### Task statement
Exact wording is required: give all the records again, minus the pictures.

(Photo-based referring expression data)
______________________________
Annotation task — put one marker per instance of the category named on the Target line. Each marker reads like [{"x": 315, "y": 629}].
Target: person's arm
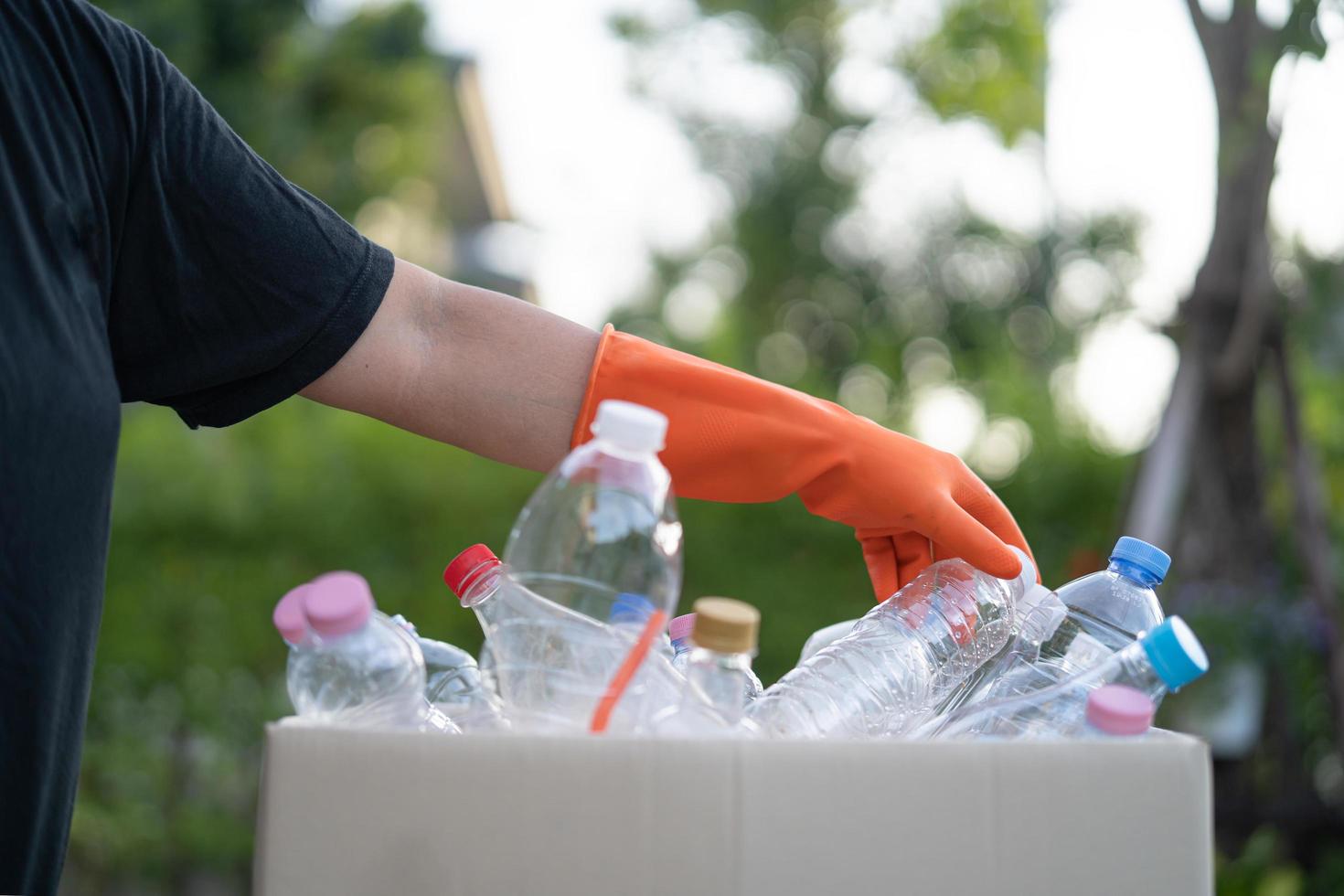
[
  {"x": 508, "y": 380},
  {"x": 486, "y": 372}
]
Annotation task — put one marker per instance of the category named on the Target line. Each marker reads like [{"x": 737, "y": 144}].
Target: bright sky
[{"x": 603, "y": 177}]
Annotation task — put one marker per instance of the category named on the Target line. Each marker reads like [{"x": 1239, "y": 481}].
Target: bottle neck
[
  {"x": 483, "y": 584},
  {"x": 1133, "y": 572},
  {"x": 722, "y": 678},
  {"x": 1136, "y": 670}
]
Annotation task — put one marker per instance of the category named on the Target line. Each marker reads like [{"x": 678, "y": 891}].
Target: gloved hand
[{"x": 738, "y": 438}]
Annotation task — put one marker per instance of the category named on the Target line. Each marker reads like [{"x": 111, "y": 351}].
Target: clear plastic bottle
[
  {"x": 1083, "y": 624},
  {"x": 905, "y": 656},
  {"x": 453, "y": 684},
  {"x": 292, "y": 624},
  {"x": 605, "y": 521},
  {"x": 718, "y": 673},
  {"x": 1166, "y": 658},
  {"x": 683, "y": 643},
  {"x": 826, "y": 637},
  {"x": 632, "y": 612},
  {"x": 680, "y": 633},
  {"x": 552, "y": 666},
  {"x": 360, "y": 669}
]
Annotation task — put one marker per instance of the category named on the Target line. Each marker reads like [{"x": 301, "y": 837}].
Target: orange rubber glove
[{"x": 738, "y": 438}]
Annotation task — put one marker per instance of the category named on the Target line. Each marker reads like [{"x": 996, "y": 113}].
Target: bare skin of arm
[{"x": 483, "y": 371}]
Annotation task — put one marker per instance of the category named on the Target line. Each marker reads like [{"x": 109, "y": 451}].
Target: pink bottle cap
[
  {"x": 1120, "y": 709},
  {"x": 680, "y": 626},
  {"x": 337, "y": 603},
  {"x": 289, "y": 617}
]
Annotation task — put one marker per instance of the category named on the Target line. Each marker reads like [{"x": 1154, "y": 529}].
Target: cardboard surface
[{"x": 365, "y": 812}]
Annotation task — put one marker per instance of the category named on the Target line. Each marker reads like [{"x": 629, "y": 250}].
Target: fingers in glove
[
  {"x": 880, "y": 555},
  {"x": 914, "y": 552},
  {"x": 981, "y": 503},
  {"x": 966, "y": 538}
]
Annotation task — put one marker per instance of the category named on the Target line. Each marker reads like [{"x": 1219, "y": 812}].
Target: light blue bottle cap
[
  {"x": 1176, "y": 653},
  {"x": 631, "y": 609},
  {"x": 1148, "y": 558}
]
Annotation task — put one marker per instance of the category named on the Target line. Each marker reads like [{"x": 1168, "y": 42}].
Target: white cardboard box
[{"x": 371, "y": 813}]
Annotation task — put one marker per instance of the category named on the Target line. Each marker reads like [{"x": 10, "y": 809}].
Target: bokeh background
[{"x": 1090, "y": 246}]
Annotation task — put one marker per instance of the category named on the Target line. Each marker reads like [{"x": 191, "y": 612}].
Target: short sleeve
[{"x": 231, "y": 288}]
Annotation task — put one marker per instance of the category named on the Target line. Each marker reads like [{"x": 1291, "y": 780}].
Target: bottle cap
[
  {"x": 631, "y": 609},
  {"x": 1027, "y": 577},
  {"x": 631, "y": 426},
  {"x": 468, "y": 567},
  {"x": 289, "y": 615},
  {"x": 682, "y": 626},
  {"x": 337, "y": 603},
  {"x": 1120, "y": 709},
  {"x": 1148, "y": 558},
  {"x": 725, "y": 624},
  {"x": 1175, "y": 652}
]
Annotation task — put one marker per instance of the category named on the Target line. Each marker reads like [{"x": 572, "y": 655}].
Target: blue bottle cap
[
  {"x": 1176, "y": 653},
  {"x": 631, "y": 609},
  {"x": 1148, "y": 558}
]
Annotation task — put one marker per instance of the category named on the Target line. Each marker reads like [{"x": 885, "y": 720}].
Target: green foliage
[
  {"x": 210, "y": 527},
  {"x": 987, "y": 59}
]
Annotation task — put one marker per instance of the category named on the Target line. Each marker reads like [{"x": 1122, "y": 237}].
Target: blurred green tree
[{"x": 821, "y": 298}]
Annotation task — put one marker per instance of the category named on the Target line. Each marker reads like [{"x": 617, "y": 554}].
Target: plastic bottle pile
[{"x": 580, "y": 637}]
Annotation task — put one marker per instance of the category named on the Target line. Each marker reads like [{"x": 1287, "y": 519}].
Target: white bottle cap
[
  {"x": 1027, "y": 577},
  {"x": 631, "y": 426}
]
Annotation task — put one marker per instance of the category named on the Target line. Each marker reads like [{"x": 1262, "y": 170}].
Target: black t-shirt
[{"x": 146, "y": 254}]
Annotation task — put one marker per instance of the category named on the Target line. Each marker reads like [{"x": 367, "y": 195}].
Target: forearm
[{"x": 491, "y": 374}]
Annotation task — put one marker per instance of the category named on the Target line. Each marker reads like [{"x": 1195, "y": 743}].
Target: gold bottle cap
[{"x": 726, "y": 624}]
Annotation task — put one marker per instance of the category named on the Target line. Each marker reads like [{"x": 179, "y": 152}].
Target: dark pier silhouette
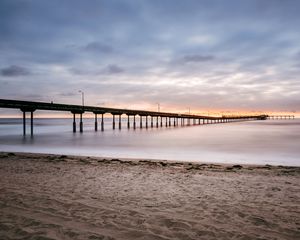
______________________________
### Result
Annotation task — put one marker per instance of the category named on the Target line. Each marker reads like [{"x": 315, "y": 629}].
Target: person's arm
[
  {"x": 508, "y": 380},
  {"x": 486, "y": 372}
]
Annotation task — put one marker per instance of the category named on the Target line. Each marker reads like [{"x": 737, "y": 144}].
Target: bright sky
[{"x": 603, "y": 177}]
Annotation task — put one marker per instance of the category named on the Target line. Each marker reads like [{"x": 1239, "y": 481}].
Target: bottle neck
[
  {"x": 483, "y": 584},
  {"x": 1133, "y": 572},
  {"x": 722, "y": 678},
  {"x": 1136, "y": 670}
]
Annotation task — put one marker per instance of the category named on the Target line. Each marker reads like [{"x": 678, "y": 891}].
Target: gloved hand
[{"x": 738, "y": 438}]
Annotation task — put one marker per instance of the category named on the Target line. Each marker reads like [{"x": 111, "y": 351}].
Target: clear plastic bottle
[
  {"x": 1083, "y": 624},
  {"x": 905, "y": 656},
  {"x": 453, "y": 684},
  {"x": 292, "y": 624},
  {"x": 605, "y": 521},
  {"x": 718, "y": 673},
  {"x": 1166, "y": 658},
  {"x": 683, "y": 643},
  {"x": 826, "y": 637},
  {"x": 632, "y": 612},
  {"x": 680, "y": 633},
  {"x": 552, "y": 666},
  {"x": 360, "y": 669}
]
Annotation task — put one marker per instance of the category named on the Target line. Each marker reads like [{"x": 301, "y": 837}].
Target: orange rubber glove
[{"x": 738, "y": 438}]
Annotation task — put one marker per instance of the category named on the Target line. Each marker reads like [{"x": 996, "y": 113}].
Target: bare skin of arm
[{"x": 483, "y": 371}]
Annotation task — put one marker per instance of the category named on the Target line. Each marker reads like [{"x": 109, "y": 451}].
Target: pink bottle cap
[
  {"x": 1120, "y": 709},
  {"x": 680, "y": 626},
  {"x": 337, "y": 603},
  {"x": 289, "y": 617}
]
Annotation task — put one marker per instance of the category named on the Target line. Each marker reads like [{"x": 1154, "y": 529}].
Target: cardboard surface
[{"x": 365, "y": 812}]
Annotation task — put one marker per instance of the category named on the Target line. Each marker reads like [{"x": 629, "y": 250}].
Target: fingers in glove
[
  {"x": 880, "y": 555},
  {"x": 914, "y": 552},
  {"x": 981, "y": 503},
  {"x": 966, "y": 538}
]
Annotation task — put one marker per instance of the category named on the Target line. Each marker reads like [{"x": 1219, "y": 812}].
Target: light blue bottle cap
[
  {"x": 1176, "y": 653},
  {"x": 631, "y": 609},
  {"x": 1148, "y": 558}
]
Annotation task — put one marker per instance of the category named on the Target line. Each marker reads like [{"x": 1168, "y": 42}].
Target: white cardboard box
[{"x": 371, "y": 813}]
Annotation task — put one marker per instance of the category named on the Target line. Each marker reads like [{"x": 10, "y": 809}].
Target: bokeh background
[{"x": 1090, "y": 246}]
Annotation task — put one marker per instance of the category named on the Target line. Each marker reads like [{"x": 191, "y": 612}].
Target: short sleeve
[{"x": 231, "y": 288}]
Annotation task — put one marker per instance of the category named on the Target line. Each marker reads like [{"x": 1291, "y": 780}].
Target: bottle cap
[
  {"x": 631, "y": 609},
  {"x": 1027, "y": 577},
  {"x": 631, "y": 426},
  {"x": 468, "y": 567},
  {"x": 289, "y": 615},
  {"x": 682, "y": 626},
  {"x": 337, "y": 603},
  {"x": 1120, "y": 709},
  {"x": 1148, "y": 558},
  {"x": 725, "y": 624},
  {"x": 1175, "y": 652}
]
Annotation task — put one marker per instance of the category named on the Target line. Each marker reads like [{"x": 572, "y": 655}].
Target: blue bottle cap
[
  {"x": 1176, "y": 653},
  {"x": 631, "y": 609},
  {"x": 1148, "y": 558}
]
Annotation task — put one marker per instance of the category named on the Target line. Each marker reads like [{"x": 885, "y": 720}].
Target: green foliage
[
  {"x": 210, "y": 527},
  {"x": 987, "y": 59}
]
Annotation task — put one marker per instance of the category named on the Target line. Each marker reads like [{"x": 1122, "y": 237}].
Target: blurred green tree
[{"x": 821, "y": 298}]
Annotation task — put one marker per instance of the category named on the Target line. Each marker reads like [{"x": 617, "y": 554}].
Target: plastic bottle pile
[{"x": 580, "y": 637}]
Annotation task — put one marker per instance of the category named on the Target line. Each marker reads like [{"x": 1287, "y": 519}].
Target: white bottle cap
[
  {"x": 1027, "y": 577},
  {"x": 631, "y": 426}
]
Annotation task — put one marker per instance of the category named on the Target line. Each marker reads like [{"x": 1262, "y": 170}].
Target: black t-shirt
[{"x": 146, "y": 254}]
Annotation task — put one marker per instance of the category named on the Target line. Each marker reads like [{"x": 367, "y": 195}].
Target: forearm
[{"x": 491, "y": 374}]
Annotation task — put one marker per instance of the category named on the Target line. Each marker reads like [{"x": 1195, "y": 743}].
Target: gold bottle cap
[{"x": 726, "y": 624}]
Annotation task — put one marker per instance of the category named on the Target line. Each marker reads like [{"x": 179, "y": 152}].
Target: dark pier silhouette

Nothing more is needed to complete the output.